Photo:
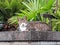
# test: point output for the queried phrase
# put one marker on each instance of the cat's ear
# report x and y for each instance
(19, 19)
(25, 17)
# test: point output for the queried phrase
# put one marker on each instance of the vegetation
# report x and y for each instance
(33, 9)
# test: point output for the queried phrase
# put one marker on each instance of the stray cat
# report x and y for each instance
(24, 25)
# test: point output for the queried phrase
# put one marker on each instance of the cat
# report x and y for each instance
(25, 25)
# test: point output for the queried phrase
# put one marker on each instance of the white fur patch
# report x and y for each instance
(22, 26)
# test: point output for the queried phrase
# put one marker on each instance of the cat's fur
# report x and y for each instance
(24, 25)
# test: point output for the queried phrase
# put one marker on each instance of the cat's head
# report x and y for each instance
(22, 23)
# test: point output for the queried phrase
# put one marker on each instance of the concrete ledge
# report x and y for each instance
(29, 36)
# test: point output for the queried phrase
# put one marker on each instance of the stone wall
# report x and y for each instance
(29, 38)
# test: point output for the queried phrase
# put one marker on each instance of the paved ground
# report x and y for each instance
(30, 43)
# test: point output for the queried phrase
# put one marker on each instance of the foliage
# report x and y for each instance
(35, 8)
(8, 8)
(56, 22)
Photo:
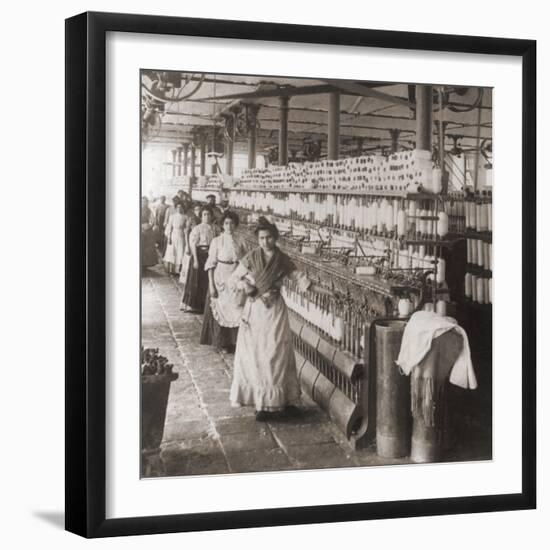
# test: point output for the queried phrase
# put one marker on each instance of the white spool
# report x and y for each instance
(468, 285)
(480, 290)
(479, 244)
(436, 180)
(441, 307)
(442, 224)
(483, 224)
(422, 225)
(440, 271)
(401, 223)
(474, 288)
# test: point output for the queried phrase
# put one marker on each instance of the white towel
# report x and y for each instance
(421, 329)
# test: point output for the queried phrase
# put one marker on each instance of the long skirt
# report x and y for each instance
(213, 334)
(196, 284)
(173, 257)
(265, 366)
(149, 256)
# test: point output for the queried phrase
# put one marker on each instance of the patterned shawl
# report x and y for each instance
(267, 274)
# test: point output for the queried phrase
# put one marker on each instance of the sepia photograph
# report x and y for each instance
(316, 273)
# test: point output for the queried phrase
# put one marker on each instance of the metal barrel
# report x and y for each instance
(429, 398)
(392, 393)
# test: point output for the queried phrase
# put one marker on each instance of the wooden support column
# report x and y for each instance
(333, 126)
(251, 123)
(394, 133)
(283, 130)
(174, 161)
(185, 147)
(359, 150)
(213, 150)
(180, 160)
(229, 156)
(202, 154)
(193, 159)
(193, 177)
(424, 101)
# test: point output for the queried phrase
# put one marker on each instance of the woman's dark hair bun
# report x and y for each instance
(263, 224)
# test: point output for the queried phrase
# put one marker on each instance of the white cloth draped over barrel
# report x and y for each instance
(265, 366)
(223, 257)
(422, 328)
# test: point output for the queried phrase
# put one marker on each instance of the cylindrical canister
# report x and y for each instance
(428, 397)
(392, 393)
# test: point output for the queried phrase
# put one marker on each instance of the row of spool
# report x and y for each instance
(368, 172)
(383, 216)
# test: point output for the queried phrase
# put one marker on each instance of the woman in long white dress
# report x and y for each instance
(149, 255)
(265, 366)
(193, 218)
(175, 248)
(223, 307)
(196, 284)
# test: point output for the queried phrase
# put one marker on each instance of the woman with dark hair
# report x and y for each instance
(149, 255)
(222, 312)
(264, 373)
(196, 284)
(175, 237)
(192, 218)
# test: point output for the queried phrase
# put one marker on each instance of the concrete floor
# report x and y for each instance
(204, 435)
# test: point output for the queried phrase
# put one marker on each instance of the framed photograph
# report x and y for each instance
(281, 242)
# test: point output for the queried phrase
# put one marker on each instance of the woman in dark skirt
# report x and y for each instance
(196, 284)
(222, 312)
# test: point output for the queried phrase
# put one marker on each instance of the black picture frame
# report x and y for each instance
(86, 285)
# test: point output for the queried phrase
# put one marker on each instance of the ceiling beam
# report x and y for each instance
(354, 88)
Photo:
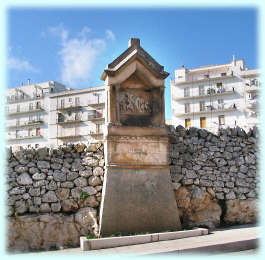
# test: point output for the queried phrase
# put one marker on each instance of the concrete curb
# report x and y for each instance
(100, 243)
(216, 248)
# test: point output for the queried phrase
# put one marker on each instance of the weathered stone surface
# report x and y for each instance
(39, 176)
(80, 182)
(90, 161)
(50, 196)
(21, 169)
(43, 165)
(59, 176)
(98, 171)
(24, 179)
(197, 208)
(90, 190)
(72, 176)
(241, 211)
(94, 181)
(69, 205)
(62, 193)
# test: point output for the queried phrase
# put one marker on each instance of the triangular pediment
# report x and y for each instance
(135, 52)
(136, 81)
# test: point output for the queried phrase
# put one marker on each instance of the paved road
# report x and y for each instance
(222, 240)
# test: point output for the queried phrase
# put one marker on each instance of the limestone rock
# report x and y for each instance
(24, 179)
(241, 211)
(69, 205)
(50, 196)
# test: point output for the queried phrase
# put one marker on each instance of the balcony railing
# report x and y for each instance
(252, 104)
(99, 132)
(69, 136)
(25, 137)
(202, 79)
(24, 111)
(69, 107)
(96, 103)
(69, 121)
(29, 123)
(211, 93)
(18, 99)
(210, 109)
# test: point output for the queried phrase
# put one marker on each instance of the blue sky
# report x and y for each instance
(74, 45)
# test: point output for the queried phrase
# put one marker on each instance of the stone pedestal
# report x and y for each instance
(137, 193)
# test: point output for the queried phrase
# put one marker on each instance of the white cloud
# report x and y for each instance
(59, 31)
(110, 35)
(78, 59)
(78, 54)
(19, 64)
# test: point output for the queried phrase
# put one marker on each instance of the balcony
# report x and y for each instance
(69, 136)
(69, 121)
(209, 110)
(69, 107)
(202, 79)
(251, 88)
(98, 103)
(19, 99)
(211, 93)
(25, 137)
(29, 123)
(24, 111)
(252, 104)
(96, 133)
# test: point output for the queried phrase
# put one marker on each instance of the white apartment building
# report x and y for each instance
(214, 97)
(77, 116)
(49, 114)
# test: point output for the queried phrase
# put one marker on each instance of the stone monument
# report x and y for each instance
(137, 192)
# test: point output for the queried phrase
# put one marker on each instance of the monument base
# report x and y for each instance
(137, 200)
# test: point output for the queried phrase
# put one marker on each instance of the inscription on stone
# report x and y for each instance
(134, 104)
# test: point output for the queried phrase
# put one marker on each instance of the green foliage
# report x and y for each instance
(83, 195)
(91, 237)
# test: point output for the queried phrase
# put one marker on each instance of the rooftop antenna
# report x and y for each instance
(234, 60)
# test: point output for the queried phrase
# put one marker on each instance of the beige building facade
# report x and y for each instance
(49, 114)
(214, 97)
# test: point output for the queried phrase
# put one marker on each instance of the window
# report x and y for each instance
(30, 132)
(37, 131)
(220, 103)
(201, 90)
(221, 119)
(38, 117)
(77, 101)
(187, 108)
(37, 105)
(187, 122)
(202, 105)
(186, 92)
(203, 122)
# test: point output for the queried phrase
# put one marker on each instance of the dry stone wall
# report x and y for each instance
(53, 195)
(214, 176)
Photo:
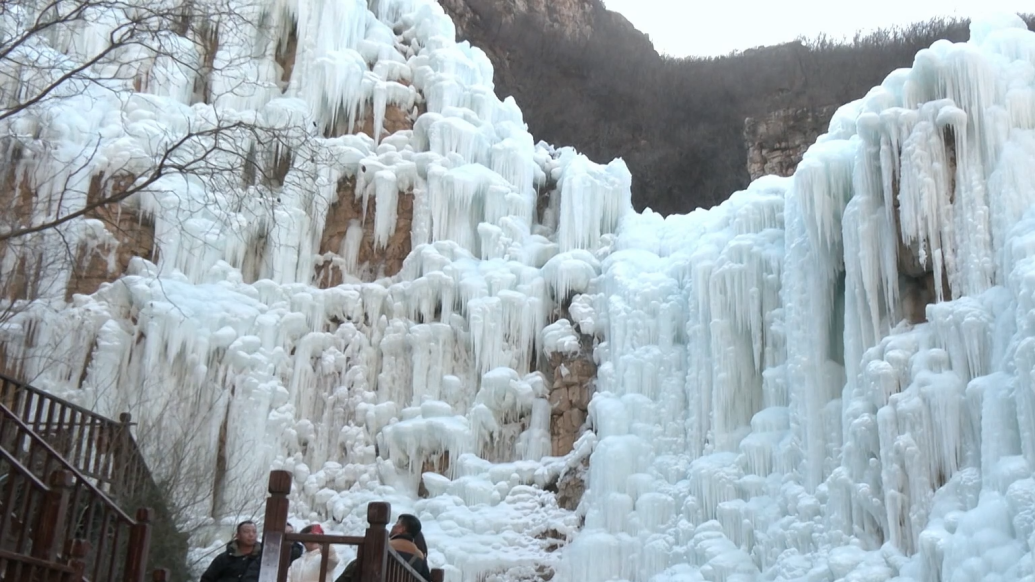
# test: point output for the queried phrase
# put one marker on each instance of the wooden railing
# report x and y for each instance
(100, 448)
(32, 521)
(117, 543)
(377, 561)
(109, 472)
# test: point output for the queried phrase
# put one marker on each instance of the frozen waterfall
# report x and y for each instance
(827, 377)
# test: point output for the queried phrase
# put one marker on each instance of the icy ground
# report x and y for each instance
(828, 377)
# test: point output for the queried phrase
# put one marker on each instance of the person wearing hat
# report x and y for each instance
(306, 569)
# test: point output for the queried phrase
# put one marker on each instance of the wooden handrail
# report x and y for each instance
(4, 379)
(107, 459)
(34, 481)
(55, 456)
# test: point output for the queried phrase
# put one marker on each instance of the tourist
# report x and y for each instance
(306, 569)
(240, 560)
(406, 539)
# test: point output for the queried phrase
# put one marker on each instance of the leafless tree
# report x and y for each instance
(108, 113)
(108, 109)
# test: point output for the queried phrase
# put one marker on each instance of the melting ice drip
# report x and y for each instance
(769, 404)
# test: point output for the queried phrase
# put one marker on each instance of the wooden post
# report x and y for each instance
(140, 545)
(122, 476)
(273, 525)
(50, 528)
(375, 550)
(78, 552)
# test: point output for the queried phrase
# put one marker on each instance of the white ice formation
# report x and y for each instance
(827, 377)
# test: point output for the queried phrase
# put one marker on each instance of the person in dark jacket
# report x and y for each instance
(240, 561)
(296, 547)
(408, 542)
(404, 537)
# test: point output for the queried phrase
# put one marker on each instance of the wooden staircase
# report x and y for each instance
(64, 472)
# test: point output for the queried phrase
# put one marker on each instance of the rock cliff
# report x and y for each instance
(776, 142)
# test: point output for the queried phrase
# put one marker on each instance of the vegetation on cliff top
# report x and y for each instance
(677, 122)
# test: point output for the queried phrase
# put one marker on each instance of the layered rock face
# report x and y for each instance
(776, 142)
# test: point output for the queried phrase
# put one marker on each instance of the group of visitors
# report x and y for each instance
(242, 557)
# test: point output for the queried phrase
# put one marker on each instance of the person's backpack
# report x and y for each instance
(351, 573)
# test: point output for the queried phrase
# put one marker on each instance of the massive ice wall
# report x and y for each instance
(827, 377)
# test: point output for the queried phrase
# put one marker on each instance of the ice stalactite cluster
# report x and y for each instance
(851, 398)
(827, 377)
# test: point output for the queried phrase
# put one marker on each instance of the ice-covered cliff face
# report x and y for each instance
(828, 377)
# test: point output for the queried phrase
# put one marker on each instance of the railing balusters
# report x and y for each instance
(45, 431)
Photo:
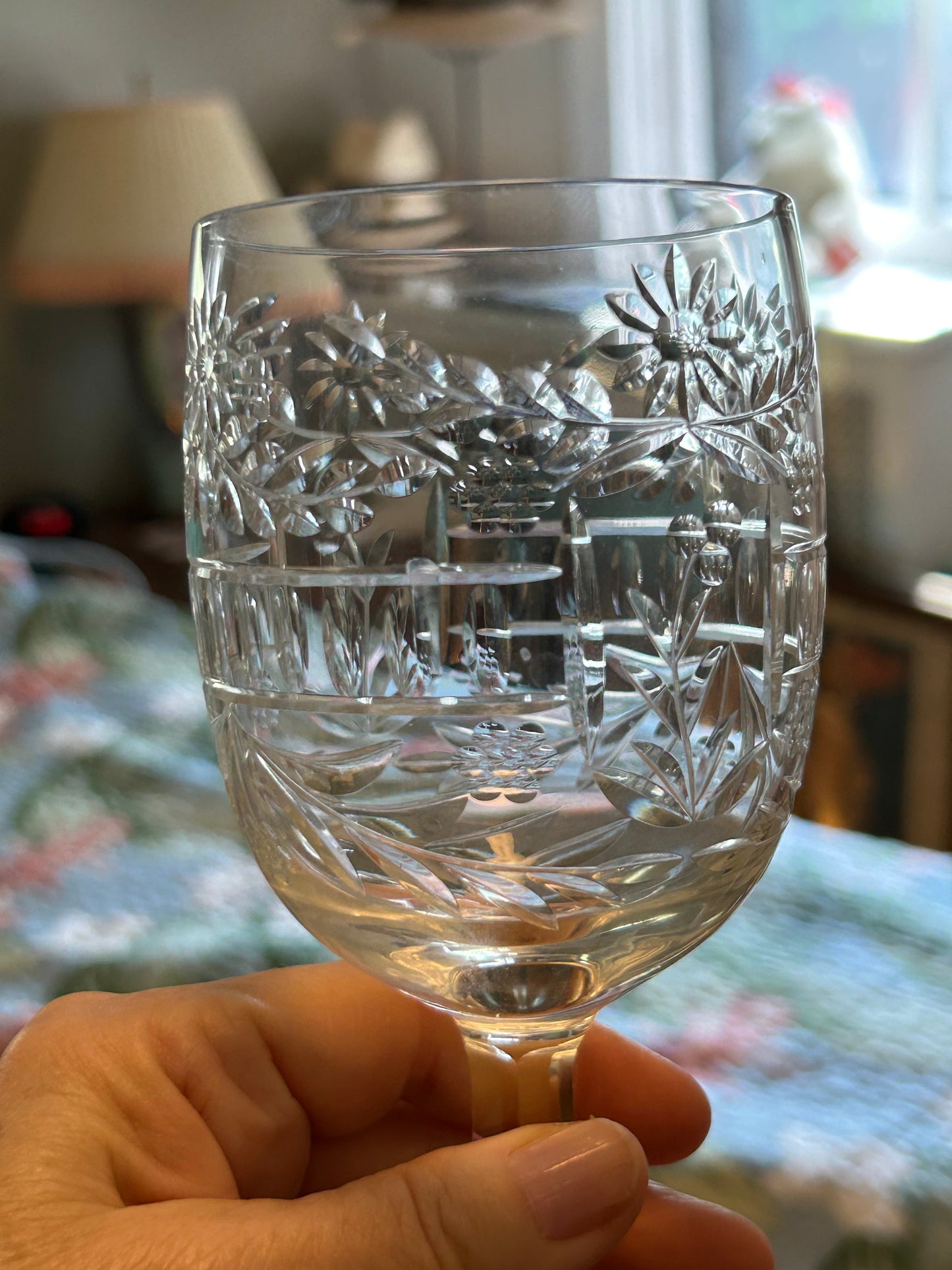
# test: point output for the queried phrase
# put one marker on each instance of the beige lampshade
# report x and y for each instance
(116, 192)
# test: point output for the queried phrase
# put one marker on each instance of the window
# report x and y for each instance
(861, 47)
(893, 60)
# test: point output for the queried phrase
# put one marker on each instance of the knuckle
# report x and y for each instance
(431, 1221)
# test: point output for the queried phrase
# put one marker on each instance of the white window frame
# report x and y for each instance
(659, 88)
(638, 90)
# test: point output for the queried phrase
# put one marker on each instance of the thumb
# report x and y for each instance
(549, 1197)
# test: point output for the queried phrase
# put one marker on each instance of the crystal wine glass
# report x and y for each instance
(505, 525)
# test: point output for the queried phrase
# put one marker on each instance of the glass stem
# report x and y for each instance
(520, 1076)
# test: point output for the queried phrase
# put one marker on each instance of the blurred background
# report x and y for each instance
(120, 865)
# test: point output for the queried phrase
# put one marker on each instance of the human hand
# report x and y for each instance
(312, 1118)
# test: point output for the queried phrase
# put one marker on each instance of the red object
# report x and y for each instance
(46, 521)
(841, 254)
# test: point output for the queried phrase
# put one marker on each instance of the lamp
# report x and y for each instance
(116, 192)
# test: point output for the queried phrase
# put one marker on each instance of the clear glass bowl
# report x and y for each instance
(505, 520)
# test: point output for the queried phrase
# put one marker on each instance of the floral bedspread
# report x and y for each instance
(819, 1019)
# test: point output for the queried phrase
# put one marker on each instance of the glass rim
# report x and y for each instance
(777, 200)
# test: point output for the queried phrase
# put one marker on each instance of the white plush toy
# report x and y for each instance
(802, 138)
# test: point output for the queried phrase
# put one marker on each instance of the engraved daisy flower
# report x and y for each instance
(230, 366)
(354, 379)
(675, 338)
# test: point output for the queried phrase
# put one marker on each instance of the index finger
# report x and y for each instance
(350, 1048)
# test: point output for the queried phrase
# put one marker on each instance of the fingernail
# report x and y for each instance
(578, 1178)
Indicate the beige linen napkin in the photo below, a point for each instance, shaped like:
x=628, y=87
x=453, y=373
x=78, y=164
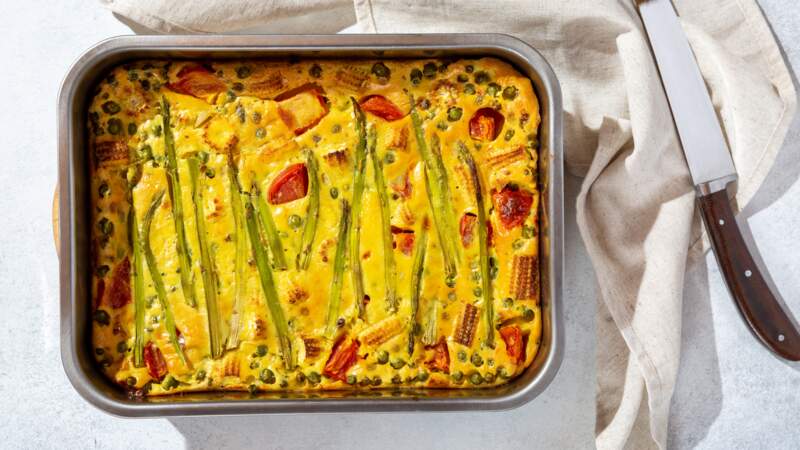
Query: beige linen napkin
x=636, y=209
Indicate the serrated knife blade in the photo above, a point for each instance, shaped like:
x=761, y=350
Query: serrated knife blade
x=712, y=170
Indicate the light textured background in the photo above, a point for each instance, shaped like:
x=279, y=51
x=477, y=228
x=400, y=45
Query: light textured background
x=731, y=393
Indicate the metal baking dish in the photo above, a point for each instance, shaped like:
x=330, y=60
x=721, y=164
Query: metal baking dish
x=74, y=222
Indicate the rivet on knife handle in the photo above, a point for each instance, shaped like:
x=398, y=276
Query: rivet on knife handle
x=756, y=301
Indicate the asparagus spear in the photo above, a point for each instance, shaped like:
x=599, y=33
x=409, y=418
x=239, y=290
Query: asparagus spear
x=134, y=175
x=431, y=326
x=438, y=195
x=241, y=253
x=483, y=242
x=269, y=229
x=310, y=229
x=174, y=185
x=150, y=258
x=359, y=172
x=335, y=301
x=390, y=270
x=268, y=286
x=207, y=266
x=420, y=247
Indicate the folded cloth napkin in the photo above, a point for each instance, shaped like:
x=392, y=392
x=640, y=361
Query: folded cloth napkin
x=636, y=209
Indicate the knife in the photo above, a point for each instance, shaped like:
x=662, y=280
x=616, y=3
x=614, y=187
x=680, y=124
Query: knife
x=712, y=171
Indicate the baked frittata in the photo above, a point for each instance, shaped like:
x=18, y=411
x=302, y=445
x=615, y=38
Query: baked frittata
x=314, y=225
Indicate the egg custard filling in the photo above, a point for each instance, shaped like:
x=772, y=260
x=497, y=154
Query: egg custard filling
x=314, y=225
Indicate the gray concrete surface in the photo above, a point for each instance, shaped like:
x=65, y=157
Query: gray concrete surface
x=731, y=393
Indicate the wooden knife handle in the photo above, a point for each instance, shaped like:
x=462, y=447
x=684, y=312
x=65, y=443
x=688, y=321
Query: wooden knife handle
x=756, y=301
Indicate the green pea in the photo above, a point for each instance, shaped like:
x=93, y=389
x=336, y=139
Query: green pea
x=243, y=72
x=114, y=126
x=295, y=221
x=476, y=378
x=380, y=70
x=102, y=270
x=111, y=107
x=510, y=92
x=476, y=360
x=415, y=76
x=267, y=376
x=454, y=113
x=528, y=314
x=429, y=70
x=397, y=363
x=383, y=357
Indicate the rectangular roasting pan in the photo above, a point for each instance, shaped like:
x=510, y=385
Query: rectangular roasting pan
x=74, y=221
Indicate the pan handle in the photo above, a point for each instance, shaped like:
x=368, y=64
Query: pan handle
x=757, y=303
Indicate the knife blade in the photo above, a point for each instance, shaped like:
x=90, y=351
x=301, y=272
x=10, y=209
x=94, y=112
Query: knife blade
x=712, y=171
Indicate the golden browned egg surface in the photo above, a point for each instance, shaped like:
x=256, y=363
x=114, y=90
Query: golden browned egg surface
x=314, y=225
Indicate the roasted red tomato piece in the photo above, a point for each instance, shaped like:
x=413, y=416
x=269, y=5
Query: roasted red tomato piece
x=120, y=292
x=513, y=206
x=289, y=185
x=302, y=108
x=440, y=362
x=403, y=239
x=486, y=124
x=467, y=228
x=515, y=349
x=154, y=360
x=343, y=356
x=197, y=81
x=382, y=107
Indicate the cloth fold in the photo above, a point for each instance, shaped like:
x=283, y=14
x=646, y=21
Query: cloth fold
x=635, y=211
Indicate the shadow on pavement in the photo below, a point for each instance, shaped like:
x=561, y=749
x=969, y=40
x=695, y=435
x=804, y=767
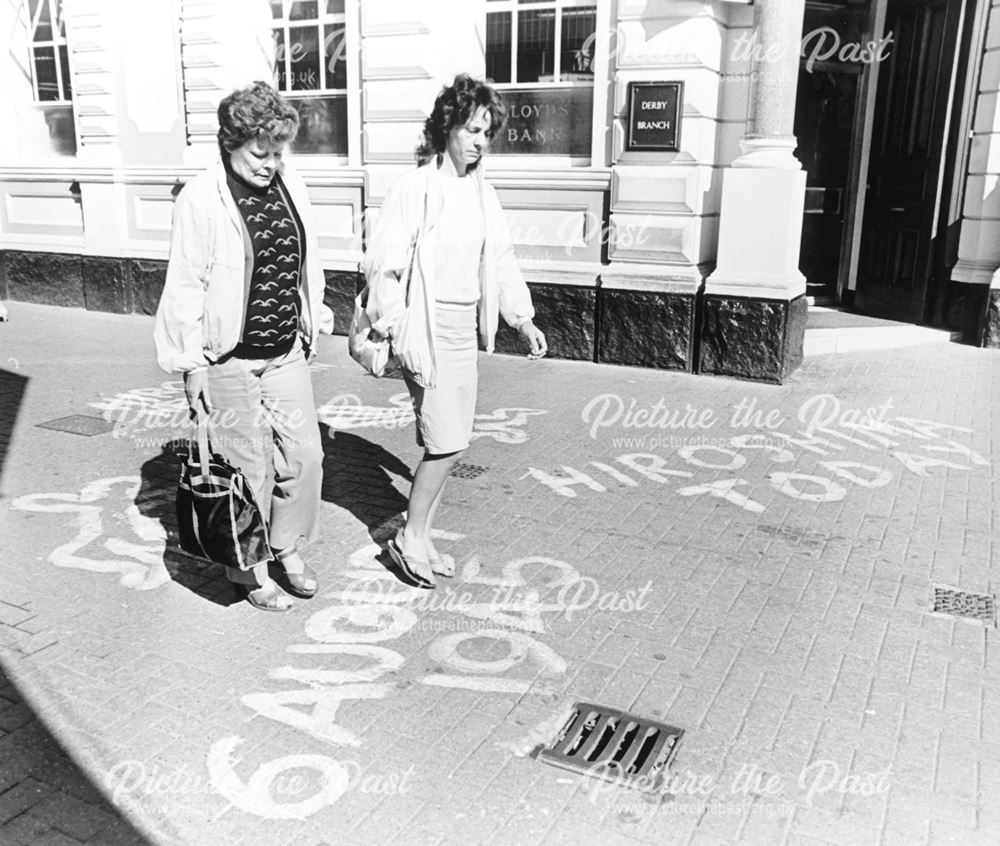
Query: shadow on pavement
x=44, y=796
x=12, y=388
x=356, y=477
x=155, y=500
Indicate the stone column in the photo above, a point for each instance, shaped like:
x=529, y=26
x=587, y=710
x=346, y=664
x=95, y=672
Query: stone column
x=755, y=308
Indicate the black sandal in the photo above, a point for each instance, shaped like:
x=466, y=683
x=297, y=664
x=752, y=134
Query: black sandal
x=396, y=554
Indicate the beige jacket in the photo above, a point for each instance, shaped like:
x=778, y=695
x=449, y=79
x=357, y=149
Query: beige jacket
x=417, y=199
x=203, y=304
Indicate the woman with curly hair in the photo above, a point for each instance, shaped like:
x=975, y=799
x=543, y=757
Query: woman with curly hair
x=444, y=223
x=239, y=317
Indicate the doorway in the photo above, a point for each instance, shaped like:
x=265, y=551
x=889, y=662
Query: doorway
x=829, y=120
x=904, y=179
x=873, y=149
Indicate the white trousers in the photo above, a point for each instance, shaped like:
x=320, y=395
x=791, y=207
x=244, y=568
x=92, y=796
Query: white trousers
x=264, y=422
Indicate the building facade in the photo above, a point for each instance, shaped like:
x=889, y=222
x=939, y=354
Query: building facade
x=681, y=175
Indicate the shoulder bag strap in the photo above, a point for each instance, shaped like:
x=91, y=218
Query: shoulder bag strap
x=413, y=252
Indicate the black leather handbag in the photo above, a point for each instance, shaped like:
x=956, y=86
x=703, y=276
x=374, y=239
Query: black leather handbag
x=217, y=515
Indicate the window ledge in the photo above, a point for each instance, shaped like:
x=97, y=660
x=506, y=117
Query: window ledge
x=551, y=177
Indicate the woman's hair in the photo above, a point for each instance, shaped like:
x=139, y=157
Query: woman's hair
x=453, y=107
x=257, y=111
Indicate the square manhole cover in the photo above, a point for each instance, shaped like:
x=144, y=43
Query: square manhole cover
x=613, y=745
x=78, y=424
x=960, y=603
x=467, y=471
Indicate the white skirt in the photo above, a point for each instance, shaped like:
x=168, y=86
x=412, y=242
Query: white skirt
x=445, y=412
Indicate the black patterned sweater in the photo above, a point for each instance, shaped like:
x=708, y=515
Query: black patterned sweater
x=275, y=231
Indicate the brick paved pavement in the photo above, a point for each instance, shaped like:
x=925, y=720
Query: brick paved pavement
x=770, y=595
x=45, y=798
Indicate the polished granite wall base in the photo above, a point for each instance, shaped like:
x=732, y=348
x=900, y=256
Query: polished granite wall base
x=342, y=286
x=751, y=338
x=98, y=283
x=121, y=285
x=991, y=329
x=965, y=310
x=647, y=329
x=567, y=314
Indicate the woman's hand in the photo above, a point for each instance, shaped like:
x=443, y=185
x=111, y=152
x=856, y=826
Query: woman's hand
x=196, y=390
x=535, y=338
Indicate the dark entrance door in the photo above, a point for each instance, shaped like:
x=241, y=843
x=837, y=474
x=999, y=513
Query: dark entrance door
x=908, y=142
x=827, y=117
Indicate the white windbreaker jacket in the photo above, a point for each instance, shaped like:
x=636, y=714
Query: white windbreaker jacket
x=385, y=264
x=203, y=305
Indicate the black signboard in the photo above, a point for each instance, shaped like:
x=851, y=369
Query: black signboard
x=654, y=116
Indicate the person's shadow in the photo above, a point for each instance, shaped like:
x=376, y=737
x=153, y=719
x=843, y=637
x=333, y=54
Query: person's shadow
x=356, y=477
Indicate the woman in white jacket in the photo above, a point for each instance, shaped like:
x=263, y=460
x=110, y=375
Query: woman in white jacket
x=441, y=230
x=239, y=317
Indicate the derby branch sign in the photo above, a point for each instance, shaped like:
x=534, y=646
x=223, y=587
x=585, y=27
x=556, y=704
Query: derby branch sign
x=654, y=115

----------------------------------------

> What you have to do: Using the entries above, extract exactly the lines from the one that contains "# put one marker on each instance of the foliage" through the one that contains "# put one marker on each instance of the white cloth". Do not carry over any pictures.

> Response to this task:
# put one marker on each instance of the foliage
# report x and y for each instance
(35, 8)
(8, 8)
(56, 22)
Photo:
# test: point output for the queried phrase
# put one marker on each instance of the white spool
# report x and y for each instance
(468, 285)
(480, 290)
(479, 244)
(436, 180)
(441, 307)
(442, 224)
(483, 224)
(422, 225)
(440, 271)
(401, 223)
(474, 288)
# test: point output for the queried phrase
# put one marker on each instance of the white towel
# report x and y for each instance
(421, 329)
# test: point output for the queried phrase
# put one marker on each instance of the long skirt
# report x and y for each instance
(213, 334)
(196, 284)
(173, 257)
(265, 366)
(149, 256)
# test: point output for the queried phrase
# put one marker on each instance of the patterned shawl
# report x and y for each instance
(267, 274)
# test: point output for the queried phrase
# put one marker on each instance of the sepia photograph
# report x and y for each instance
(316, 273)
# test: point output for the queried phrase
# put one marker on each instance of the metal barrel
# report x and y for each instance
(429, 398)
(392, 393)
# test: point output for the queried phrase
# put one marker on each instance of the wooden support column
# report x and y for each instance
(333, 126)
(251, 123)
(394, 133)
(283, 130)
(174, 161)
(185, 147)
(359, 150)
(213, 150)
(180, 160)
(229, 156)
(202, 154)
(193, 159)
(193, 177)
(424, 101)
# test: point output for the queried phrase
# put one marker on each instance of the woman's dark hair bun
# report x and y for each instance
(263, 224)
# test: point output for the queried phrase
# put one marker on each instance of the white cloth draped over barrel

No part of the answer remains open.